[Point localization data]

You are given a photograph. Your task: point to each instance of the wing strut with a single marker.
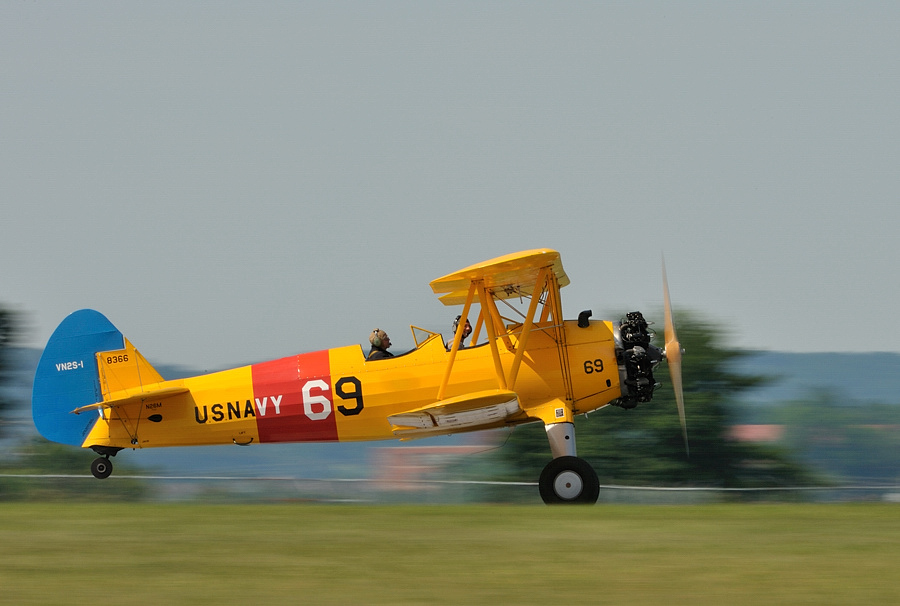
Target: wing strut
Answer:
(457, 338)
(526, 327)
(492, 331)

== TASK INSTRUCTIONS ==
What is needed is an exact copy of all the records, minus any pictures.

== RESULT FOR THIS EXERCISE ==
You are given a photograph. Your task: point to each instance of the wing strut with a single marker.
Target: wing strut
Answer:
(457, 338)
(526, 327)
(492, 331)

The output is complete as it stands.